Provided passage –
Run the software under AGPL and dual license it under a closed or restricted usage license if a customer doesn't want to use the AGPL license.

Instead we have people electing to create restrictive licenses with varying degrees of "use the software however you like unless we don't like you or your business" baked into them.

The dual full free + restrictive license model has worked very well in the past for FOSS based companies. Let people who are fine contributing back to your project and/or open their project up use it however they please and let everyone who doesn't like those terms pay for it like standard commercial software instead.




I like the idea, will have to read AGPL. In my mind an ideal version would be, when translated from legalese:

If your business is just an extension of the underlying software (the source) and you don't want to open source your part of the work, then pay a commercial license.

If your business uses the software (the source) just as an ancillary part most probably you're ok to source back any improvements back and keep them open source (no need to pay). If it's ancillary and you need to keep them closed, then pay for licensing anyway.

Provided material –

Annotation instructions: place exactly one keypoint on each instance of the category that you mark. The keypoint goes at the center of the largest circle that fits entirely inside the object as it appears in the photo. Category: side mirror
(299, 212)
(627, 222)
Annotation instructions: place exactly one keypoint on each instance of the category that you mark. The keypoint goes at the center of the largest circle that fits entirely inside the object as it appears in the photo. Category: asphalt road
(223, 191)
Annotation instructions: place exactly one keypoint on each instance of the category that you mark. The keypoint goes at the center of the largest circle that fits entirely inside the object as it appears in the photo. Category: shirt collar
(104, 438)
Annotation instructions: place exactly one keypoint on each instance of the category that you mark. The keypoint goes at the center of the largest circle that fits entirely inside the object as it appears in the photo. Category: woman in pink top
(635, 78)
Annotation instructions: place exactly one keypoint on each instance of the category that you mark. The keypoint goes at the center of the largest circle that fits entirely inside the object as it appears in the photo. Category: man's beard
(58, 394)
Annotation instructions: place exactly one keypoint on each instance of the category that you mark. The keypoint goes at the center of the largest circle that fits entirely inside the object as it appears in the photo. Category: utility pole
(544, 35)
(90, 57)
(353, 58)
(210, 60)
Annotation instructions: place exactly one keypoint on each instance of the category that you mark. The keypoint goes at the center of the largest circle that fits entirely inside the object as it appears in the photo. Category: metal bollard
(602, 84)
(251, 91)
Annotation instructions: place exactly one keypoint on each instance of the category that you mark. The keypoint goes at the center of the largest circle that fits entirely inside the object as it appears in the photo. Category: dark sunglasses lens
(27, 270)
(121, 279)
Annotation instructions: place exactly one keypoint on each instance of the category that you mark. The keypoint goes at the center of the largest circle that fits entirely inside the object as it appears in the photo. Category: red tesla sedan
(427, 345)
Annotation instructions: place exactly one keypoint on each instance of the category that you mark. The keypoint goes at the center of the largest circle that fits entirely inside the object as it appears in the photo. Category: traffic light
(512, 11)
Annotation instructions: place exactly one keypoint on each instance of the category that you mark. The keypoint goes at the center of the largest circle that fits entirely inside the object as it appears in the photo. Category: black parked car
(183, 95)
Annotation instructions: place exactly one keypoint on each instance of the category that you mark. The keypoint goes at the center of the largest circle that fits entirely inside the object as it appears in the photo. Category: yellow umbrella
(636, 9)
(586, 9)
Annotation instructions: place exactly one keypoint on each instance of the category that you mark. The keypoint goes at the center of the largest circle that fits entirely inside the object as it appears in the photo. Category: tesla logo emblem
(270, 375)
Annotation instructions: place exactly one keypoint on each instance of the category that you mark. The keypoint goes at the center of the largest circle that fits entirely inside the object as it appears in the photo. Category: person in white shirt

Task item – Can you resume the discussion of AGPL dual licensing after its final sentence and carry it forward?

Response area –
The only thing I don't understand but seen many time mentioned is the "infecting" nature of the GPL licensing?


The "infection" is the feature that makes GPL and AGPL useful. The basic idea is that if you are interfacing with the (A)GPL licensed software you are extending it's functionality and must comply with the license. The difference is that the interfacing with GPL is statically linking against the project. With AGPL the interfacing is also interfacing over the network. What this means is that software that clients or peers interacting with the software need to be available to the user. An additional stipulation for AGPL is that all necessary infrastructure to host the service be open sourced as well.

The reason for this is to prevent people from creating wrappers that allow them to profit off the licensed software without contributing back or open sourcing. The key thing to note is that you don't have to upstream changes. You only have to provide the source to users (and the license protections extend to them). This means you can still sell GPL and AGPL software but you do have to provide full usage permissions to the user once they've bought the product.

As a side note: I've always found it amusing that government contractors have traditionally been very afraid of (A)GPL despite being required to provide (A)GPL-esque usage permissions to the customer/government. Most of this I imagine is due to a fundamental misunderstanding that providing source to the user doesn't mean publicly make source available for everyone.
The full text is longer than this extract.